▶ _EXERCISE DETAILS_: Quote the listing in full, exactly as given, minus any pictures.

※ ※ ※

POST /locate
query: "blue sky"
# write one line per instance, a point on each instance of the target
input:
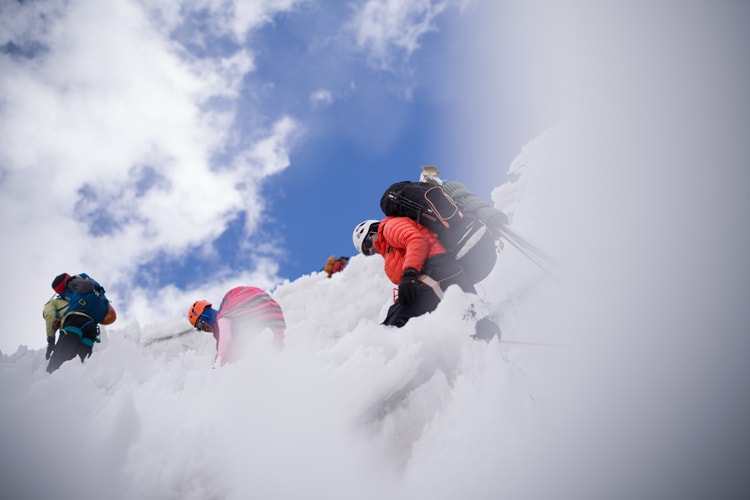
(175, 149)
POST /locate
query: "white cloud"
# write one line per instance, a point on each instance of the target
(389, 29)
(103, 111)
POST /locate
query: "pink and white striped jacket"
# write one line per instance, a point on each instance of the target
(246, 311)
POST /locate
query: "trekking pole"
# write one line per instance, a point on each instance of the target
(168, 337)
(535, 344)
(531, 252)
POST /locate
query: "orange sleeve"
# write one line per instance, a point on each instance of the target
(415, 241)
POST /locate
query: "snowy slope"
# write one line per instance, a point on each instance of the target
(351, 409)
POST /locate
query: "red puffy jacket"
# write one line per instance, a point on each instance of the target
(404, 243)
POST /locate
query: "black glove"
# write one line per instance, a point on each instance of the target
(407, 288)
(50, 347)
(486, 329)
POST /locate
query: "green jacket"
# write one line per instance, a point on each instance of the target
(52, 316)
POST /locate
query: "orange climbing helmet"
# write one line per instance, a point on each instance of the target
(198, 307)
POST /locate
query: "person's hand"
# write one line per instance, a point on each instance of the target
(50, 347)
(407, 288)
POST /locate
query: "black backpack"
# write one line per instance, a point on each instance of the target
(463, 235)
(86, 295)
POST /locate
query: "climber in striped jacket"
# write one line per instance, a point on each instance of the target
(244, 313)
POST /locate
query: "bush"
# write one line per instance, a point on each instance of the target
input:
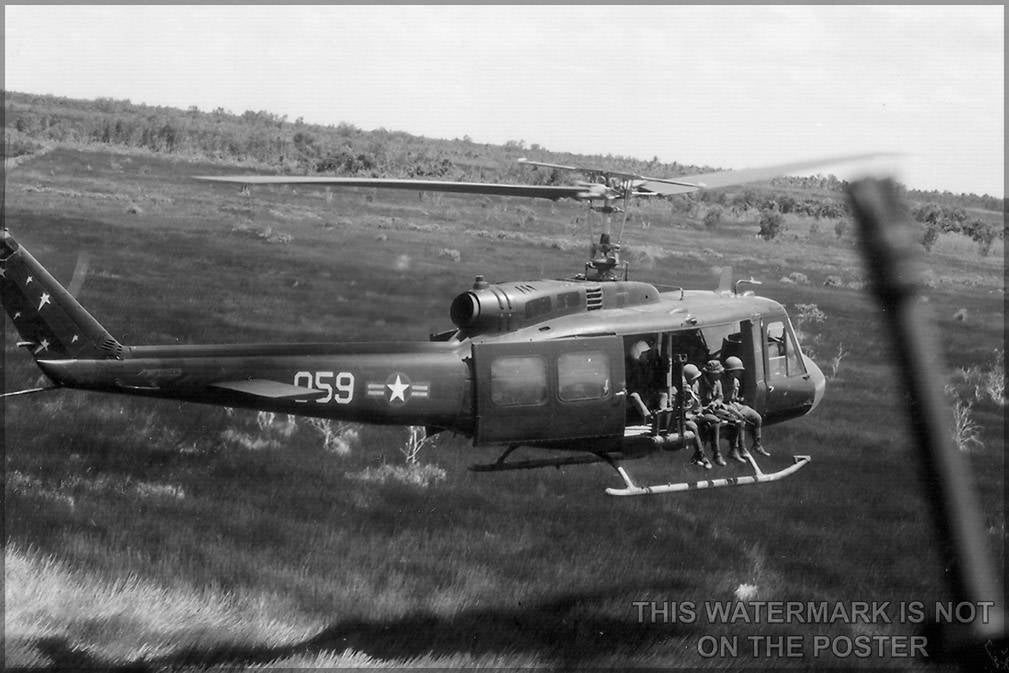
(712, 217)
(930, 235)
(771, 224)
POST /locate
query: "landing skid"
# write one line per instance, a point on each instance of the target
(501, 465)
(759, 476)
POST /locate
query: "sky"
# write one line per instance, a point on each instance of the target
(721, 86)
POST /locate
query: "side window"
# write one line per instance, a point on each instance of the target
(782, 353)
(518, 381)
(583, 375)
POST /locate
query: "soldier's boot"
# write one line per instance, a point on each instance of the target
(699, 459)
(716, 454)
(740, 448)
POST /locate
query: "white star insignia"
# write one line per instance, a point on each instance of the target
(398, 389)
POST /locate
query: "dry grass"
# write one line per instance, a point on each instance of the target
(530, 568)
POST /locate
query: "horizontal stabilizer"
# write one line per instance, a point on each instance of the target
(264, 387)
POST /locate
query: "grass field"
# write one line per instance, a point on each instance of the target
(142, 533)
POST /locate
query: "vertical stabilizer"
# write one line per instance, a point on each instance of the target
(50, 322)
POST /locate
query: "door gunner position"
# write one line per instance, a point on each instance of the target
(734, 400)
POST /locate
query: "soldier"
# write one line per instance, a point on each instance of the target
(734, 398)
(643, 380)
(711, 399)
(701, 416)
(690, 402)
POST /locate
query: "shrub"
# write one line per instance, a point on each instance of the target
(771, 224)
(833, 282)
(712, 217)
(930, 235)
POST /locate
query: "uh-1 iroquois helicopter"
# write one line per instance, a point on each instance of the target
(535, 363)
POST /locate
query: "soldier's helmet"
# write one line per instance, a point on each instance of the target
(640, 349)
(734, 363)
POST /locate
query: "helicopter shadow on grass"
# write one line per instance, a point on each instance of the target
(567, 630)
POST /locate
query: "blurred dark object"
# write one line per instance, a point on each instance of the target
(892, 251)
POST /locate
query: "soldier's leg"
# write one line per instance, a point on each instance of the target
(712, 422)
(755, 422)
(640, 406)
(698, 457)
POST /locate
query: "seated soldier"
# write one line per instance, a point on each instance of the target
(734, 399)
(709, 391)
(705, 420)
(642, 375)
(690, 407)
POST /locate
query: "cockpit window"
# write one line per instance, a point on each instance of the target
(583, 375)
(519, 381)
(782, 352)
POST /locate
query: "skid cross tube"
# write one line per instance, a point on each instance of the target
(759, 476)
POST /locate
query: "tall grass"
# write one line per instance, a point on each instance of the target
(521, 568)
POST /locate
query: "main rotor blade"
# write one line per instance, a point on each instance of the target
(552, 192)
(707, 181)
(582, 169)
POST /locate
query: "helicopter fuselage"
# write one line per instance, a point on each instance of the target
(540, 363)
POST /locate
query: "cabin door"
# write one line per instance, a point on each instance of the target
(785, 379)
(565, 388)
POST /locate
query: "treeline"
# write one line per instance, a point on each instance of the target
(274, 142)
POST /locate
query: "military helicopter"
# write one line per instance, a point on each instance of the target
(538, 363)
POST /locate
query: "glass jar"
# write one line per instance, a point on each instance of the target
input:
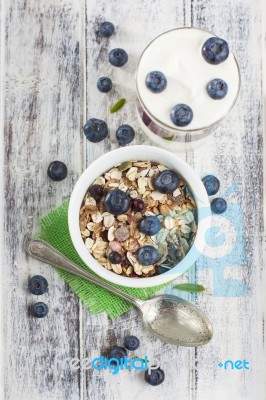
(178, 55)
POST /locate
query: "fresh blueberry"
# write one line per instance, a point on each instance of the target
(166, 181)
(218, 205)
(96, 192)
(161, 270)
(117, 352)
(131, 342)
(156, 81)
(125, 134)
(211, 183)
(117, 202)
(57, 171)
(181, 115)
(38, 285)
(150, 225)
(147, 255)
(173, 252)
(106, 29)
(104, 84)
(95, 130)
(118, 57)
(215, 50)
(138, 205)
(217, 89)
(155, 378)
(40, 310)
(114, 257)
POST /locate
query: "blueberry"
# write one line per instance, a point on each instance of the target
(57, 171)
(211, 183)
(118, 57)
(131, 342)
(150, 225)
(117, 202)
(138, 205)
(147, 255)
(218, 205)
(166, 181)
(38, 285)
(156, 81)
(155, 378)
(114, 257)
(181, 115)
(217, 89)
(96, 192)
(173, 252)
(106, 29)
(40, 310)
(215, 50)
(95, 130)
(125, 134)
(104, 84)
(117, 352)
(161, 270)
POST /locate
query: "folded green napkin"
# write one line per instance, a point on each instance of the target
(54, 230)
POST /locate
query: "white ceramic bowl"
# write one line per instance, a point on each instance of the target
(141, 153)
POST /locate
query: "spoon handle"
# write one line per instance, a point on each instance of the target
(43, 251)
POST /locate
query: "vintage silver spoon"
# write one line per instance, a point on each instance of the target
(167, 317)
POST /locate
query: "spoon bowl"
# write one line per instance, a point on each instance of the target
(168, 317)
(174, 320)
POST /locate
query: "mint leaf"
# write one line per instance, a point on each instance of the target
(190, 287)
(118, 105)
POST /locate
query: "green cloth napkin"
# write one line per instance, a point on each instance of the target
(54, 230)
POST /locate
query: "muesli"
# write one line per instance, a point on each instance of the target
(138, 219)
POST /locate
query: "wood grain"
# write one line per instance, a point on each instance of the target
(41, 117)
(133, 34)
(52, 58)
(236, 158)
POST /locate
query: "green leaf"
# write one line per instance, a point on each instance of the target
(190, 287)
(118, 105)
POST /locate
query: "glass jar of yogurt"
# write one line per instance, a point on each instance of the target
(187, 81)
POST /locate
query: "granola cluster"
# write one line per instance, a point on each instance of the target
(104, 233)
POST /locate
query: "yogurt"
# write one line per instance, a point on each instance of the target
(178, 55)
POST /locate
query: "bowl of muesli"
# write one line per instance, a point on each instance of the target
(138, 216)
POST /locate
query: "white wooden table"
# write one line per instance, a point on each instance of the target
(50, 60)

※ ※ ※

▶ _FINISHED TASK_:
POST /locate
query: "blue sky"
# write one line per instance, a point on each instance of the target
input:
(175, 149)
POST /locate
query: "white cloud"
# write one line per instance, a point on each instance of the target
(389, 29)
(103, 111)
POST /locate
query: "pink and white striped jacket"
# write one line per instance, a point on each instance of the target
(246, 311)
POST /locate
query: "trekking pole"
# write one line per instance, a point on each instance of the target
(168, 337)
(535, 344)
(531, 252)
POST /locate
query: "orange sleeve"
# write one line per instance, a point on each instance of the target
(415, 241)
POST /locate
query: "snowy slope"
# write one line per instance, a point on each instance of the target
(351, 409)
POST /locate
query: "red puffy jacket"
# write one line per instance, a point on each instance of the target
(404, 243)
POST /locate
query: "black glove"
# write one line per instance, a point on each instance of the target
(407, 288)
(50, 347)
(486, 329)
POST /locate
query: "green jacket"
# write one line per instance, a point on each instance of the target
(52, 316)
POST /locate
query: "orange climbing helmet"
# write one line per instance, a point on each instance of the target
(198, 307)
POST /locate
query: "person's hand"
# write one line per instance, a point on each instance of the target
(50, 347)
(407, 288)
POST /locate
query: "black backpack"
# write one line per instance, a point on each instance of the target
(463, 235)
(86, 295)
POST /locate
query: "climber in striped jacket"
# write one line per instance, a point on each instance of the target
(244, 313)
POST /locate
query: "bush"
# write one line per instance, a point on each instance of the target
input:
(712, 217)
(930, 235)
(771, 224)
POST /locate
query: "landing skid"
# write one line per instance, a point on each instance of the target
(501, 465)
(759, 476)
POST /locate
query: "sky"
# write one line per instance, a point on each instance of the target
(721, 86)
POST /locate
query: "side window"
# write one line per instance, a point on each instance of the target
(782, 353)
(518, 381)
(583, 375)
POST /locate
query: "soldier's boot"
# write one line per instance, a point on each instance of the target
(699, 459)
(716, 454)
(740, 448)
POST /locate
query: "white star insignia"
# write one line per instance, a point on each instance of the target
(398, 389)
POST /locate
query: "dry grass"
# write one line per instance, a point on each instance of the target
(530, 568)
POST /locate
query: "horizontal stabilizer"
# write one line per instance, a point on each instance of the target
(264, 387)
POST /locate
query: "grass field"
# write one line per instance, a point on each instance of the target
(142, 533)
POST /locate
query: "vertical stabilizer"
# write one line per instance, a point on each instance of the target
(50, 322)
POST /locate
query: "door gunner position"
# write one line per instance, a point on each instance of the target
(734, 400)
POST /locate
query: "soldier"
# write one line per instance, a point on each instance of the target
(734, 398)
(643, 380)
(711, 399)
(701, 416)
(690, 402)
POST /locate
query: "shrub"
# write one line per instance, a point on each instance of the target
(771, 224)
(833, 282)
(712, 217)
(930, 235)
POST /locate
query: "uh-1 iroquois helicopter"
# write one line per instance, a point on each instance of the target
(535, 363)
POST /locate
query: "soldier's helmet"
# write one line per instance, a point on each instance of the target
(640, 349)
(734, 363)
POST /locate
query: "helicopter shadow on grass"
# write one line per instance, a point on each instance of the target
(567, 630)
POST /locate
query: "blurred dark object"
# write one line per instance, a point on each instance of the target
(892, 251)
POST /locate
query: "soldier's leg"
# write one line per instance, a point on each instance of the target
(712, 422)
(755, 422)
(640, 406)
(698, 457)
POST /locate
query: "seated soldier"
# write one line per instance, a point on each instance of the target
(734, 399)
(709, 391)
(705, 420)
(642, 375)
(690, 407)
POST /locate
query: "cockpit window"
# write one line per instance, a point on each instance of the target
(583, 375)
(519, 381)
(782, 352)
POST /locate
query: "skid cross tube"
# write one line per instance, a point on each instance of the target
(759, 476)
POST /locate
query: "tall grass"
# write one line per instance, a point on each instance of the target
(521, 568)
POST /locate
query: "main rotor blade"
# write one line per instance, a point on each instance of the target
(552, 192)
(707, 181)
(582, 169)
POST /locate
query: "helicopter fuselage"
# write one line per instance, a point on each instance of the target
(540, 363)
POST /locate
query: "cabin door"
# write one line per instance, a point on each instance of the target
(785, 379)
(565, 388)
POST /locate
query: "treeline"
# write one line per instance, a point on each instance of the target
(274, 142)
POST /locate
query: "military helicopter"
# write one line per instance, a point on each instance of the target
(538, 363)
POST /locate
query: "glass jar"
# write one line per instance, a point on each instance of the target
input:
(178, 55)
POST /locate
query: "fresh blueberry"
# write one line per instance, a point on each instance of the target
(166, 181)
(218, 205)
(96, 192)
(161, 270)
(117, 352)
(131, 342)
(156, 81)
(125, 134)
(211, 183)
(117, 202)
(57, 171)
(181, 115)
(38, 285)
(150, 225)
(147, 255)
(173, 252)
(106, 29)
(104, 84)
(95, 130)
(118, 57)
(215, 50)
(138, 205)
(217, 89)
(155, 378)
(40, 310)
(114, 257)
POST /locate
query: "blueberry"
# write one line per instance, a point on each instance of the target
(57, 171)
(211, 183)
(118, 57)
(131, 342)
(150, 225)
(117, 202)
(138, 205)
(147, 255)
(218, 205)
(166, 181)
(38, 285)
(156, 81)
(155, 378)
(114, 257)
(181, 115)
(217, 89)
(96, 192)
(173, 252)
(106, 29)
(40, 310)
(215, 50)
(95, 130)
(125, 134)
(104, 84)
(117, 352)
(161, 270)
POST /locate
query: "folded green napkin"
# write one line per instance, a point on each instance of the target
(54, 230)
POST /locate
query: "white ceramic bowl"
# write one line per instance, a point on each instance of the target
(141, 153)
POST /locate
query: "spoon handle"
# write one line per instance, a point on each instance of the target
(43, 251)
POST /locate
query: "vintage silver spoon"
# write one line per instance, a point on each instance of the target
(167, 317)
POST /locate
query: "spoon bowl"
# write one line per instance, a point on each instance of the target
(168, 317)
(174, 320)
POST /locate
query: "mint leaf"
# write one line per instance, a point on each instance of the target
(190, 287)
(118, 105)
POST /locate
query: "green cloth napkin"
# write one line per instance, a point on each instance of the target
(54, 230)
POST /locate
query: "muesli"
# write one line per instance, a point on each instance of the target
(138, 219)
POST /locate
query: "wood grain"
# write one line per instance, a point on each instance of the target
(41, 117)
(133, 34)
(52, 58)
(236, 158)
POST /locate
query: "green leaf"
# write one line per instance, a point on each instance of the target
(190, 287)
(118, 105)
POST /locate
query: "glass jar of yogurt"
# write one line per instance, a point on each instance of the target
(187, 81)
POST /locate
query: "granola cluster"
# write one line per instance, a point on each instance of the target
(104, 233)
POST /locate
query: "yogurt"
# write one line per instance, a point on each instance of the target
(178, 55)
POST /locate
query: "bowl of muesli"
# write one line per instance, a point on each instance of the target
(138, 216)
POST /locate
query: "white wooden table"
# write one line per instance, a point on each instance of the target
(50, 60)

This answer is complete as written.